● The exercise
Write out each line of the listing as it stands, without the images.

● Material for the task
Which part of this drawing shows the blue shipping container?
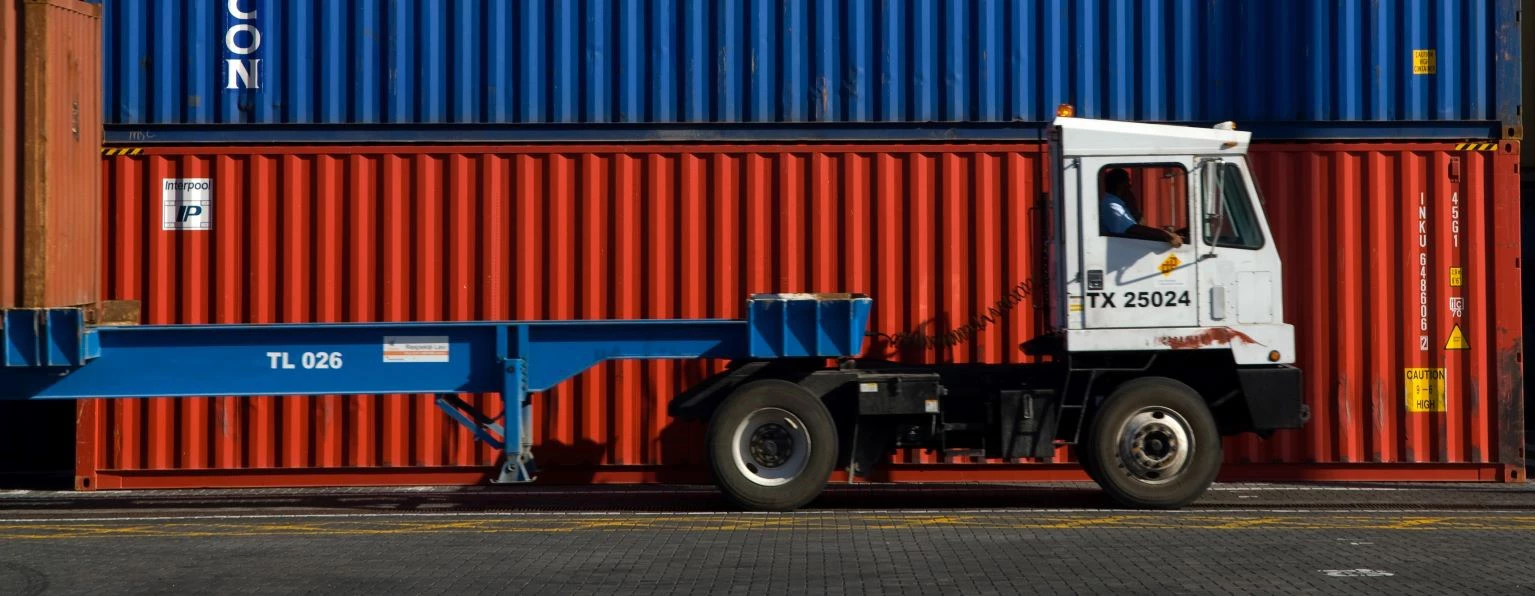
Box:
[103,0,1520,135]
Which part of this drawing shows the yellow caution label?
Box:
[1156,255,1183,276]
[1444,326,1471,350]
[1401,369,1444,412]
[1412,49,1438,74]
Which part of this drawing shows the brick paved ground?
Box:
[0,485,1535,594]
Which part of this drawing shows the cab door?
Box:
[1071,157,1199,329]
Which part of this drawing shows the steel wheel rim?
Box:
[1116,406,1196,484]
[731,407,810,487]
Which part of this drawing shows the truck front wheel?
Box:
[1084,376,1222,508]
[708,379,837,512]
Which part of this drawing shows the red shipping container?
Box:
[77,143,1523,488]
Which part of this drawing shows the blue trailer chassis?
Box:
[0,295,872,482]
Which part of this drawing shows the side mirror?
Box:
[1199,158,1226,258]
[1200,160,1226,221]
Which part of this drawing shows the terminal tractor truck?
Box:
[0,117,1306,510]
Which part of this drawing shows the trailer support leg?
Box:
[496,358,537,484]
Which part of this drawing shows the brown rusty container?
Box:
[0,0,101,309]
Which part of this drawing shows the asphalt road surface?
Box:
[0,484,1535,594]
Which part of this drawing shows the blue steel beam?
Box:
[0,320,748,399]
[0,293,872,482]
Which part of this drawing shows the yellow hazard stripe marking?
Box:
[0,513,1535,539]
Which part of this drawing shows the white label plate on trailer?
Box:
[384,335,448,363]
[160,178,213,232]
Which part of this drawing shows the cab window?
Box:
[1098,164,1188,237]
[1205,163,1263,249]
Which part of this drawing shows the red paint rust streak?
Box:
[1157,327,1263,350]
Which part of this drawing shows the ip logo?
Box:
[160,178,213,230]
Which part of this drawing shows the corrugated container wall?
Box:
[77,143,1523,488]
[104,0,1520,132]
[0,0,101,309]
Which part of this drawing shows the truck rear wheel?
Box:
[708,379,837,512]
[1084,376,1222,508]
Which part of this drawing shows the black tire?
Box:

● Solution to this task
Which part of this drawing shows the blue shipping container?
Box:
[103,0,1520,135]
Which part of this drawing shows the yellow caution label?
Box:
[1156,255,1183,276]
[1444,326,1471,350]
[1401,369,1444,412]
[1412,49,1438,74]
Which part of this drawing shows the brick paved ground?
Box:
[0,485,1535,594]
Which part of this drawing shows the cab door?
Box:
[1071,157,1199,329]
Which part of this drawing shows the steel wheel rim?
Box:
[1116,406,1196,484]
[731,407,810,487]
Which part of this drawing shows the truck front wheel?
Box:
[1084,376,1222,508]
[708,379,837,512]
Which part of this drawing shows the red shipping container?
Box:
[77,143,1523,488]
Which part of this drawing shows the blue trailer chassis?
Box:
[0,295,872,482]
Which part of this drawing shows the side mirror?
Box:
[1199,158,1226,258]
[1200,160,1226,221]
Which part of this drawing shows the terminal tractor truck?
Box:
[0,117,1306,510]
Which part of this drawing shows the trailer support leg?
Box:
[496,358,537,484]
Which part of this drawing shows the brown rusty container?
Box:
[0,0,101,309]
Which part of this drawing shows the asphalt road surface?
Box:
[0,484,1535,594]
Which part of this drawing shows the blue steel beam?
Box:
[0,320,748,399]
[0,293,872,482]
Which part of this drawing shows the yellow hazard stripe marking?
Box:
[0,513,1535,539]
Which part of this drawing shows the white label plate on trailer?
Box:
[384,335,448,363]
[160,178,213,232]
Which part of this drawing shows the cab window?
Box:
[1098,164,1188,237]
[1205,163,1263,249]
Which part of this drawing shows the red paint rust streak?
Box:
[1157,327,1263,350]
Which part of this drawing shows the ip logo?
Box:
[160,178,213,230]
Which part of this drawing shows the corrugated container wall?
Box:
[77,143,1523,488]
[104,0,1520,132]
[0,0,101,309]
Which part of this drawing shows the truck rear wheel?
Box:
[708,379,837,512]
[1084,376,1222,508]
Which part of this drawing shows the black tire?
Box:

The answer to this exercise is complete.